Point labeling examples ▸
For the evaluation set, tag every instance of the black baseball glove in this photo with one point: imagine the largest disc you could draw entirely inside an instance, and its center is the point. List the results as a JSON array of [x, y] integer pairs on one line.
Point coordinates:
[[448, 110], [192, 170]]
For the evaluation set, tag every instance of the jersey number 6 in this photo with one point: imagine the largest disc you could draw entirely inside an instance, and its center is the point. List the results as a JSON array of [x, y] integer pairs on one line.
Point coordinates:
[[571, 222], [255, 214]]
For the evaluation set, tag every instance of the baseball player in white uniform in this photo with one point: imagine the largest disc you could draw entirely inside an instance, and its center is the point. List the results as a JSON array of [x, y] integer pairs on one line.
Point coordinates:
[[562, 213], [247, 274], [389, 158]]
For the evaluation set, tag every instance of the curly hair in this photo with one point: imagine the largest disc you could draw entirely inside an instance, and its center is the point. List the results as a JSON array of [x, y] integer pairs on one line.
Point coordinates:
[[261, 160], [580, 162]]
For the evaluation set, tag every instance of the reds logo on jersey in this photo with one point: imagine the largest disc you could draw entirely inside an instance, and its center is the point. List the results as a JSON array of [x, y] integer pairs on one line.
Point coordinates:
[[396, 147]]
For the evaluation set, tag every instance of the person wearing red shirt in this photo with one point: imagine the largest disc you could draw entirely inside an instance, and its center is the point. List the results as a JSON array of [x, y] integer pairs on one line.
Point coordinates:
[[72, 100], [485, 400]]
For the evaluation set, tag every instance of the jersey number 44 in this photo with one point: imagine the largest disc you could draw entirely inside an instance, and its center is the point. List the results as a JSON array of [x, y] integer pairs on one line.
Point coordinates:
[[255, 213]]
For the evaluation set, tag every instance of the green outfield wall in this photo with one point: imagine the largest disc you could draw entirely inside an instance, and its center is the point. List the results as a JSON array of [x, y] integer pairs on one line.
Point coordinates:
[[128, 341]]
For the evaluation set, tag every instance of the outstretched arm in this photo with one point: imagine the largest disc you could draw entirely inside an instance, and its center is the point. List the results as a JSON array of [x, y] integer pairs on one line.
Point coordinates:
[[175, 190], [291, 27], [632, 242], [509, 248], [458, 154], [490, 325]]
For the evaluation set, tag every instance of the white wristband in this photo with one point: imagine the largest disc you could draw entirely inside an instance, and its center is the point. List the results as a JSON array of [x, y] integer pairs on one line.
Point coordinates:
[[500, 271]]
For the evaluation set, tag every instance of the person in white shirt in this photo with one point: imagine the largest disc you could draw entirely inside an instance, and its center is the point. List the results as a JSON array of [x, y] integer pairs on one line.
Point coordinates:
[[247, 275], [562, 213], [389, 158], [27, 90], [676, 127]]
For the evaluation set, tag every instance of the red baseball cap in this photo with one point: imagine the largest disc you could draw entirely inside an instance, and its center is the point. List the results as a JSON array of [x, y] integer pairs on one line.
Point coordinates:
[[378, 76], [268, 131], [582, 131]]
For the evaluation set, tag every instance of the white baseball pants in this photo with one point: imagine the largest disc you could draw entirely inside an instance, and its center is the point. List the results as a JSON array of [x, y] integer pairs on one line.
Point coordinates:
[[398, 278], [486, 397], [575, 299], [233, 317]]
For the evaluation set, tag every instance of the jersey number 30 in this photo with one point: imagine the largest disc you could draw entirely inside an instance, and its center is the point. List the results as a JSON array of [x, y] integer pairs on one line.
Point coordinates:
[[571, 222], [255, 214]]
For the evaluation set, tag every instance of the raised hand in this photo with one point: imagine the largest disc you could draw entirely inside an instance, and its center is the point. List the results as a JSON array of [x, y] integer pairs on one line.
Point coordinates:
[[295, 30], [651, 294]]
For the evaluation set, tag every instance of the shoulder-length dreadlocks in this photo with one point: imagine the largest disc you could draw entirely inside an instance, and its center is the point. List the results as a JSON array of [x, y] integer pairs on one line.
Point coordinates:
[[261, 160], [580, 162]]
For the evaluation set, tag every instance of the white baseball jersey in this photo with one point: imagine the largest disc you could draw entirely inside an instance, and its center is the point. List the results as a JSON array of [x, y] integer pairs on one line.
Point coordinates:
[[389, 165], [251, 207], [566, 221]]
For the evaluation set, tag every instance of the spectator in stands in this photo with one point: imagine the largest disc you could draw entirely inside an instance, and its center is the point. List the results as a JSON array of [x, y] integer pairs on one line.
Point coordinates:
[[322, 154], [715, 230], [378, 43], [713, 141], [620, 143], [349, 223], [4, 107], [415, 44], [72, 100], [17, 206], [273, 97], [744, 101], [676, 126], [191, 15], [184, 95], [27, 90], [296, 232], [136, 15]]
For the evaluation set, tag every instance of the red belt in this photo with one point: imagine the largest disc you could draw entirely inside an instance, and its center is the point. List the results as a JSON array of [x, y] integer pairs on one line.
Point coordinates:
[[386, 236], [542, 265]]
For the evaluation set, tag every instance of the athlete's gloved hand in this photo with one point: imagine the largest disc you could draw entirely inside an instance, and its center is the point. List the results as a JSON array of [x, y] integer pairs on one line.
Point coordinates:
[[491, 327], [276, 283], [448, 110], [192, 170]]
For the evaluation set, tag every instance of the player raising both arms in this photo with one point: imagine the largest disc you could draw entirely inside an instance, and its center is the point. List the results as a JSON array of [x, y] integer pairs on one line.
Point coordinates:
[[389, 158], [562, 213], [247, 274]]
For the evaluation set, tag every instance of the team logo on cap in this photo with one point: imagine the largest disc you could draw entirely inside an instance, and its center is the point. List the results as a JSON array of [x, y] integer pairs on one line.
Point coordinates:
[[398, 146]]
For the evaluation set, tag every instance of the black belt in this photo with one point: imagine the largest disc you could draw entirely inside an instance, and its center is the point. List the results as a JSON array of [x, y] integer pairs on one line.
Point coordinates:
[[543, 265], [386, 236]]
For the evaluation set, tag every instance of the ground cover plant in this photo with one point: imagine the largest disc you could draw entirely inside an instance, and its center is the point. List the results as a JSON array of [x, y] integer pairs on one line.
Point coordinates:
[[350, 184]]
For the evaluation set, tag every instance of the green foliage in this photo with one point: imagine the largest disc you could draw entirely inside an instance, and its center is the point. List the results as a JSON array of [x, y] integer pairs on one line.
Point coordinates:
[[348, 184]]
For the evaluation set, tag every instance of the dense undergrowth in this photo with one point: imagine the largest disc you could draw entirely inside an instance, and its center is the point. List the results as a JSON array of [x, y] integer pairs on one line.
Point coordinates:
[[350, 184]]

Exercise requirements ▸
Give again only the lines starting at the one that contains "For the evaluation set, tag every instance of the black belt" and running to the end of the data.

Answer to the problem ▸
For the evaluation set, tag every instance of the black belt in this photo with one point: imagine the largest disc you could draw entirely inside an instance, and its center is the point. List the results as a JSON array of [x, y] integer pairs on one line.
Point coordinates:
[[543, 265], [386, 236]]
For the evaluation set, tag every instance of the ground cover plant in this photo with one point: imagine the largest disc you could draw entirely inside an instance, and its center is the point. List the results as a JSON array of [x, y] integer pairs on one line.
Point coordinates:
[[350, 184]]
For the evaluation set, tag every instance of the green foliage in this photo with one point: imagine the largest disc you could draw entirely inside an instance, and its center is the point. List the results as a JSON array of [x, y] integer pairs on one line.
Point coordinates:
[[348, 184]]
For the evaluation set, tag every instance of the dense undergrowth in this photo with one point: imagine the largest disc you could draw entirely inside an instance, and its center is the point. List the results as a JSON array of [x, y] integer pairs on one line.
Point coordinates:
[[350, 184]]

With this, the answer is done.